What is needed → Output the line that contains "find red cart frame" and every line after it to the end of the entries, with nothing added or left out.
**********
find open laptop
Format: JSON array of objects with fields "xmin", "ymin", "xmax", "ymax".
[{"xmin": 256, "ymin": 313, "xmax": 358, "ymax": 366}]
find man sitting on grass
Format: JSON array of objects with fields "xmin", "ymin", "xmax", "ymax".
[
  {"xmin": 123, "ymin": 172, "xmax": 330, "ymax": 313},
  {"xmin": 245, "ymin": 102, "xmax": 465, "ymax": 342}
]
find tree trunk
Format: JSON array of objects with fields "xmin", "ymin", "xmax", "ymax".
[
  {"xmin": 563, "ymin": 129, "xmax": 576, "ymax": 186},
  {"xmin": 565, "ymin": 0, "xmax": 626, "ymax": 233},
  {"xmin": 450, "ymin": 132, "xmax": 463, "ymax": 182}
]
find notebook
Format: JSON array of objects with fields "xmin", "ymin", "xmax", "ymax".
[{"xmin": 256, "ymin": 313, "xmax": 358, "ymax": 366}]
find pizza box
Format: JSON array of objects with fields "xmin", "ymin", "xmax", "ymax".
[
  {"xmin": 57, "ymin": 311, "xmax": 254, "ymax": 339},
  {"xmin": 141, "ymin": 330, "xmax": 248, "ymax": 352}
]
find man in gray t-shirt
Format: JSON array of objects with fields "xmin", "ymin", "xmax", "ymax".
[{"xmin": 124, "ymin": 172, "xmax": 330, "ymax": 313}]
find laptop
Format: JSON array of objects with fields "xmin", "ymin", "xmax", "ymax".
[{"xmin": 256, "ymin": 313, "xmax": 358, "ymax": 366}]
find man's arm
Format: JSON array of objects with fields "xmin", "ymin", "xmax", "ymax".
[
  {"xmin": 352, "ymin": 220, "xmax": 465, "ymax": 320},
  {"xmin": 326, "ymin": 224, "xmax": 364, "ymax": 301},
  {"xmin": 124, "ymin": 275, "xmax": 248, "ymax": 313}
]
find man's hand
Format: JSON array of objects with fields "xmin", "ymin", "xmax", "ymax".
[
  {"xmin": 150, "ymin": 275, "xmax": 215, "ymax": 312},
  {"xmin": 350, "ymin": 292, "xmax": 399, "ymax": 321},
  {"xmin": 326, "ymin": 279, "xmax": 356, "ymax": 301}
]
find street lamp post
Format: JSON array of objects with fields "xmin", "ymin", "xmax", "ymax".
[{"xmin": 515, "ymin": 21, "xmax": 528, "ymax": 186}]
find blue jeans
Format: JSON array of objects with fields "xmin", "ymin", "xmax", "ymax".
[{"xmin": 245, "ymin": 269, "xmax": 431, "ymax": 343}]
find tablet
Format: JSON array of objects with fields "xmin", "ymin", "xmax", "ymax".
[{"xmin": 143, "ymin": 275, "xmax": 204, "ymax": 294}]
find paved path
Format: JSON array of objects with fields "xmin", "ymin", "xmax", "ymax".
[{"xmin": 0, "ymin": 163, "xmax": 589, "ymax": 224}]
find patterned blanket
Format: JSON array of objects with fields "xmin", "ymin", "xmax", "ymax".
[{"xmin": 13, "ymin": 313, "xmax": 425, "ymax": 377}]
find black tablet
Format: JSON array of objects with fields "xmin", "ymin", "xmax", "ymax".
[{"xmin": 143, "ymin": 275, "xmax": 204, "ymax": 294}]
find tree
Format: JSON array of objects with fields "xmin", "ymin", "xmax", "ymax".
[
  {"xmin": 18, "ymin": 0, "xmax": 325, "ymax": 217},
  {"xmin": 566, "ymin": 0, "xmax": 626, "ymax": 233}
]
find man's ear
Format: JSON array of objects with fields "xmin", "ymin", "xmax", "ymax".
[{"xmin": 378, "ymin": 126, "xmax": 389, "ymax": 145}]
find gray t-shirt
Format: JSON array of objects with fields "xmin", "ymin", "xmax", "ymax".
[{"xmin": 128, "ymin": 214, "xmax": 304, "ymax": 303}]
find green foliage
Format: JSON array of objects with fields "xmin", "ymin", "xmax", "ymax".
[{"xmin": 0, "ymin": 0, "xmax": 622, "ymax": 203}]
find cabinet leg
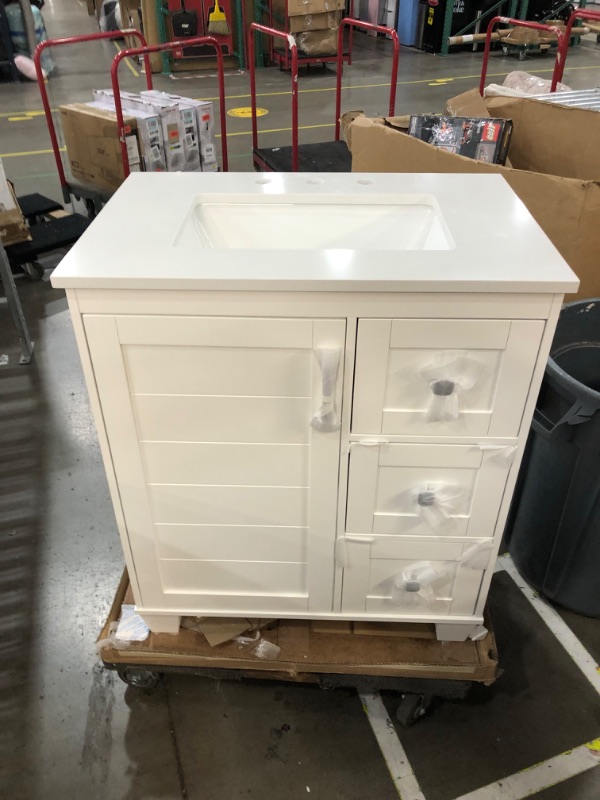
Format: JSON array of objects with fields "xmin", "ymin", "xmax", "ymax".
[
  {"xmin": 140, "ymin": 614, "xmax": 181, "ymax": 633},
  {"xmin": 435, "ymin": 622, "xmax": 478, "ymax": 642}
]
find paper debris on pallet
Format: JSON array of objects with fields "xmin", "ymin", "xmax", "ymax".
[
  {"xmin": 342, "ymin": 89, "xmax": 600, "ymax": 300},
  {"xmin": 0, "ymin": 159, "xmax": 31, "ymax": 245}
]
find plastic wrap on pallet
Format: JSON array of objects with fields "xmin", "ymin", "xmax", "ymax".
[
  {"xmin": 483, "ymin": 70, "xmax": 571, "ymax": 97},
  {"xmin": 310, "ymin": 347, "xmax": 342, "ymax": 433},
  {"xmin": 412, "ymin": 483, "xmax": 464, "ymax": 530},
  {"xmin": 419, "ymin": 353, "xmax": 485, "ymax": 422}
]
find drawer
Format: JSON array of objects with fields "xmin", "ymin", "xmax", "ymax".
[
  {"xmin": 352, "ymin": 319, "xmax": 544, "ymax": 437},
  {"xmin": 346, "ymin": 440, "xmax": 516, "ymax": 538},
  {"xmin": 342, "ymin": 536, "xmax": 492, "ymax": 618}
]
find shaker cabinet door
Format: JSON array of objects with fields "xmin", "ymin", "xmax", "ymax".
[
  {"xmin": 84, "ymin": 315, "xmax": 346, "ymax": 615},
  {"xmin": 352, "ymin": 319, "xmax": 544, "ymax": 437}
]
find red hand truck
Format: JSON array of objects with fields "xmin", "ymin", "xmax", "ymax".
[
  {"xmin": 33, "ymin": 29, "xmax": 228, "ymax": 217},
  {"xmin": 248, "ymin": 17, "xmax": 400, "ymax": 172}
]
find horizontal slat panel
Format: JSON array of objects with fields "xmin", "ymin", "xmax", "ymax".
[
  {"xmin": 373, "ymin": 514, "xmax": 472, "ymax": 536},
  {"xmin": 390, "ymin": 319, "xmax": 510, "ymax": 350},
  {"xmin": 160, "ymin": 559, "xmax": 307, "ymax": 596},
  {"xmin": 132, "ymin": 395, "xmax": 313, "ymax": 444},
  {"xmin": 116, "ymin": 314, "xmax": 313, "ymax": 350},
  {"xmin": 124, "ymin": 345, "xmax": 313, "ymax": 397},
  {"xmin": 381, "ymin": 409, "xmax": 492, "ymax": 437},
  {"xmin": 149, "ymin": 485, "xmax": 308, "ymax": 527},
  {"xmin": 141, "ymin": 442, "xmax": 310, "ymax": 486},
  {"xmin": 379, "ymin": 444, "xmax": 483, "ymax": 469},
  {"xmin": 155, "ymin": 525, "xmax": 307, "ymax": 562}
]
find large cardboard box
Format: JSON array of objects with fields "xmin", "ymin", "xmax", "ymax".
[
  {"xmin": 59, "ymin": 103, "xmax": 140, "ymax": 191},
  {"xmin": 344, "ymin": 90, "xmax": 600, "ymax": 300},
  {"xmin": 294, "ymin": 28, "xmax": 338, "ymax": 56},
  {"xmin": 0, "ymin": 159, "xmax": 31, "ymax": 246},
  {"xmin": 288, "ymin": 0, "xmax": 346, "ymax": 17},
  {"xmin": 289, "ymin": 11, "xmax": 342, "ymax": 33}
]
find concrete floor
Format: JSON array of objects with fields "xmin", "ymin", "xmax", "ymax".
[{"xmin": 0, "ymin": 0, "xmax": 600, "ymax": 800}]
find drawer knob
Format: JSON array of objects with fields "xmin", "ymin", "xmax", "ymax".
[{"xmin": 431, "ymin": 380, "xmax": 454, "ymax": 397}]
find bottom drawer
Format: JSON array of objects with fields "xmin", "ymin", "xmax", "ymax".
[{"xmin": 342, "ymin": 536, "xmax": 493, "ymax": 618}]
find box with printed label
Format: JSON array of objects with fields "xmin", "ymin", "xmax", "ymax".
[
  {"xmin": 88, "ymin": 89, "xmax": 167, "ymax": 172},
  {"xmin": 140, "ymin": 89, "xmax": 201, "ymax": 172},
  {"xmin": 141, "ymin": 91, "xmax": 219, "ymax": 172},
  {"xmin": 59, "ymin": 103, "xmax": 140, "ymax": 191}
]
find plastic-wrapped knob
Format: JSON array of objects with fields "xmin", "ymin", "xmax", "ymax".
[
  {"xmin": 417, "ymin": 491, "xmax": 435, "ymax": 507},
  {"xmin": 431, "ymin": 380, "xmax": 454, "ymax": 397}
]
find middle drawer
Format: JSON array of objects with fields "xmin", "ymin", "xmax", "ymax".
[{"xmin": 346, "ymin": 440, "xmax": 516, "ymax": 538}]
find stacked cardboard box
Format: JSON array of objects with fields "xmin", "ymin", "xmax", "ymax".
[
  {"xmin": 59, "ymin": 89, "xmax": 218, "ymax": 191},
  {"xmin": 287, "ymin": 0, "xmax": 345, "ymax": 56}
]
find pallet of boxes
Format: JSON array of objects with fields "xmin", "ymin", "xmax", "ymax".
[
  {"xmin": 59, "ymin": 89, "xmax": 218, "ymax": 193},
  {"xmin": 286, "ymin": 0, "xmax": 345, "ymax": 58}
]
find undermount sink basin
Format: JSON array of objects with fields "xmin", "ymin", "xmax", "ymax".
[{"xmin": 176, "ymin": 195, "xmax": 453, "ymax": 251}]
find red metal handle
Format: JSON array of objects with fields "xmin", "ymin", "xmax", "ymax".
[
  {"xmin": 33, "ymin": 28, "xmax": 152, "ymax": 203},
  {"xmin": 335, "ymin": 17, "xmax": 400, "ymax": 142},
  {"xmin": 110, "ymin": 36, "xmax": 229, "ymax": 177},
  {"xmin": 248, "ymin": 22, "xmax": 298, "ymax": 172},
  {"xmin": 555, "ymin": 8, "xmax": 600, "ymax": 88},
  {"xmin": 479, "ymin": 17, "xmax": 563, "ymax": 97}
]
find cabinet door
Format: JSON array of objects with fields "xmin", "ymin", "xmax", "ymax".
[
  {"xmin": 352, "ymin": 319, "xmax": 544, "ymax": 437},
  {"xmin": 84, "ymin": 315, "xmax": 345, "ymax": 615},
  {"xmin": 342, "ymin": 536, "xmax": 491, "ymax": 621},
  {"xmin": 346, "ymin": 439, "xmax": 517, "ymax": 538}
]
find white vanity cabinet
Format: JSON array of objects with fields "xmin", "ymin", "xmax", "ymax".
[{"xmin": 52, "ymin": 173, "xmax": 577, "ymax": 639}]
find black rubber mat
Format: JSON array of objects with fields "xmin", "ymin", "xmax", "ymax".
[
  {"xmin": 6, "ymin": 214, "xmax": 90, "ymax": 267},
  {"xmin": 254, "ymin": 141, "xmax": 352, "ymax": 172},
  {"xmin": 17, "ymin": 192, "xmax": 62, "ymax": 219}
]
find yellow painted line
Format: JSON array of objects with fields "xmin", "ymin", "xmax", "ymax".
[
  {"xmin": 227, "ymin": 106, "xmax": 269, "ymax": 119},
  {"xmin": 0, "ymin": 147, "xmax": 67, "ymax": 158},
  {"xmin": 113, "ymin": 42, "xmax": 140, "ymax": 78}
]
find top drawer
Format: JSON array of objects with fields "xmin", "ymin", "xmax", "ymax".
[{"xmin": 352, "ymin": 319, "xmax": 544, "ymax": 436}]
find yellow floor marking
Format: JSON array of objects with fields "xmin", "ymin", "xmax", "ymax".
[
  {"xmin": 113, "ymin": 42, "xmax": 140, "ymax": 78},
  {"xmin": 227, "ymin": 106, "xmax": 269, "ymax": 119}
]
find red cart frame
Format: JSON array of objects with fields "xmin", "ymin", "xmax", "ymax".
[
  {"xmin": 248, "ymin": 17, "xmax": 400, "ymax": 172},
  {"xmin": 33, "ymin": 28, "xmax": 228, "ymax": 208},
  {"xmin": 479, "ymin": 17, "xmax": 569, "ymax": 97},
  {"xmin": 248, "ymin": 22, "xmax": 298, "ymax": 172},
  {"xmin": 552, "ymin": 8, "xmax": 600, "ymax": 86},
  {"xmin": 335, "ymin": 17, "xmax": 400, "ymax": 142}
]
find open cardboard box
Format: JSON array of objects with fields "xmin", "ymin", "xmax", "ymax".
[{"xmin": 342, "ymin": 89, "xmax": 600, "ymax": 300}]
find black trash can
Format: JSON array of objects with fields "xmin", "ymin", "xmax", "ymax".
[{"xmin": 505, "ymin": 298, "xmax": 600, "ymax": 617}]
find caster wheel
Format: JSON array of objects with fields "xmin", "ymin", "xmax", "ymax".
[
  {"xmin": 396, "ymin": 694, "xmax": 433, "ymax": 728},
  {"xmin": 21, "ymin": 261, "xmax": 44, "ymax": 281},
  {"xmin": 118, "ymin": 668, "xmax": 160, "ymax": 689}
]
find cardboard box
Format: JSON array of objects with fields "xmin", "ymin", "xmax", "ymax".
[
  {"xmin": 59, "ymin": 103, "xmax": 139, "ymax": 191},
  {"xmin": 288, "ymin": 0, "xmax": 346, "ymax": 17},
  {"xmin": 88, "ymin": 89, "xmax": 167, "ymax": 172},
  {"xmin": 0, "ymin": 159, "xmax": 31, "ymax": 246},
  {"xmin": 141, "ymin": 91, "xmax": 219, "ymax": 172},
  {"xmin": 343, "ymin": 90, "xmax": 600, "ymax": 301},
  {"xmin": 294, "ymin": 28, "xmax": 338, "ymax": 56},
  {"xmin": 289, "ymin": 11, "xmax": 342, "ymax": 33}
]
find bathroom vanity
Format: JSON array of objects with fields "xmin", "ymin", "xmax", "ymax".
[{"xmin": 52, "ymin": 173, "xmax": 578, "ymax": 640}]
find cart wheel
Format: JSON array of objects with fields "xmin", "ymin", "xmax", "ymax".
**********
Expected answer →
find red cart frame
Format: JSON array of objects with fields "xmin", "ymin", "xmax", "ymax".
[
  {"xmin": 248, "ymin": 17, "xmax": 400, "ymax": 172},
  {"xmin": 33, "ymin": 28, "xmax": 228, "ymax": 208},
  {"xmin": 479, "ymin": 17, "xmax": 569, "ymax": 97},
  {"xmin": 248, "ymin": 22, "xmax": 298, "ymax": 172},
  {"xmin": 552, "ymin": 8, "xmax": 600, "ymax": 86},
  {"xmin": 335, "ymin": 17, "xmax": 400, "ymax": 142}
]
find open cardboard box
Format: JSON array of objects with fields "xmin", "ymin", "xmax", "ymax".
[{"xmin": 342, "ymin": 89, "xmax": 600, "ymax": 300}]
find black trash can
Format: JSON array of objects with fields "xmin", "ymin", "xmax", "ymax".
[{"xmin": 505, "ymin": 298, "xmax": 600, "ymax": 617}]
find caster wheel
Format: JSON array of objects with fields "xmin", "ymin", "xmax", "ymax".
[
  {"xmin": 396, "ymin": 694, "xmax": 433, "ymax": 728},
  {"xmin": 21, "ymin": 261, "xmax": 44, "ymax": 281},
  {"xmin": 118, "ymin": 668, "xmax": 160, "ymax": 689}
]
find cardboard box
Format: JSON array of objects with fields "xmin", "ymin", "xmax", "ymax".
[
  {"xmin": 59, "ymin": 103, "xmax": 139, "ymax": 191},
  {"xmin": 288, "ymin": 0, "xmax": 346, "ymax": 17},
  {"xmin": 88, "ymin": 89, "xmax": 167, "ymax": 172},
  {"xmin": 0, "ymin": 159, "xmax": 31, "ymax": 246},
  {"xmin": 141, "ymin": 91, "xmax": 219, "ymax": 172},
  {"xmin": 343, "ymin": 90, "xmax": 600, "ymax": 301},
  {"xmin": 294, "ymin": 28, "xmax": 338, "ymax": 56},
  {"xmin": 289, "ymin": 11, "xmax": 342, "ymax": 33}
]
find bathroom vanity
Format: JSON array of objects with fields "xmin", "ymin", "xmax", "ymax".
[{"xmin": 52, "ymin": 173, "xmax": 578, "ymax": 640}]
find cart wheel
Format: JSON array of objects with fields "xmin", "ymin", "xmax", "ymax".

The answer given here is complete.